■ **What is required**
State how many lines of the data below contain the string "roof". Reply with the number only.

■ **Listed records**
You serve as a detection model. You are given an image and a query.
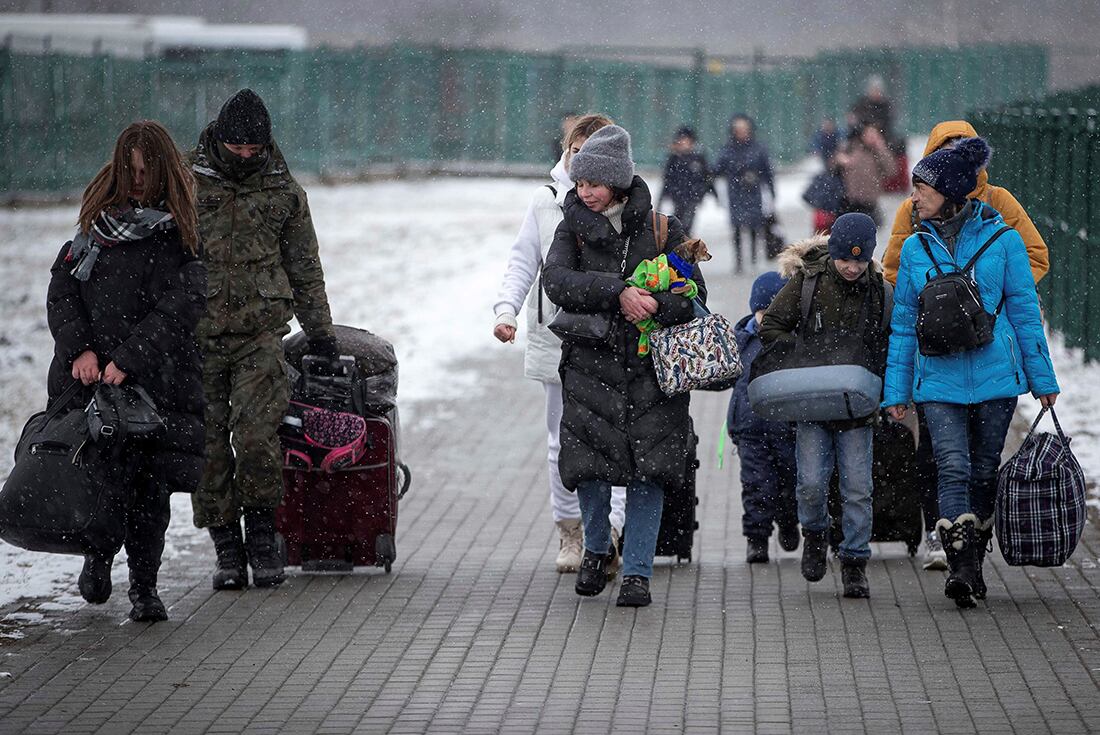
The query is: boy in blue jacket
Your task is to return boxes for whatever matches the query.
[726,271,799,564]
==
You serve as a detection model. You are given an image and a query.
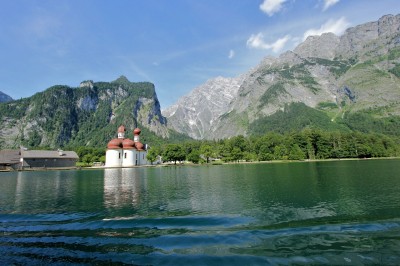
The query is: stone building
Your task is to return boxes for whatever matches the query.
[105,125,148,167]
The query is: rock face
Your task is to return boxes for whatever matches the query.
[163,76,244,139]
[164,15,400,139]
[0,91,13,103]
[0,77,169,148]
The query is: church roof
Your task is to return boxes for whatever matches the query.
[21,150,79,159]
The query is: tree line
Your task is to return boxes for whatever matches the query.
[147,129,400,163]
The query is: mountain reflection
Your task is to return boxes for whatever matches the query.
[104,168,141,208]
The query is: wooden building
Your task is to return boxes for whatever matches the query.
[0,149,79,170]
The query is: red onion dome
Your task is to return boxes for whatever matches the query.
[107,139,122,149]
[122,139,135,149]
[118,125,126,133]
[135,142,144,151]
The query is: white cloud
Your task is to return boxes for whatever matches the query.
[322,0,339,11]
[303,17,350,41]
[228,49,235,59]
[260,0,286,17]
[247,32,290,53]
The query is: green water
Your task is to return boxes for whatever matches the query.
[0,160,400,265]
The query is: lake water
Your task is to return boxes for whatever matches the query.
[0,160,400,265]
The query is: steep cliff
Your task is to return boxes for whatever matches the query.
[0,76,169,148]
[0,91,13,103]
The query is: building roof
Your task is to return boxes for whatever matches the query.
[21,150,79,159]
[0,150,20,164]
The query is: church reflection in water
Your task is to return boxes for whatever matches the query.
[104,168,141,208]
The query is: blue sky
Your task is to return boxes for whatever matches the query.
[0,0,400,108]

■ **Final result**
2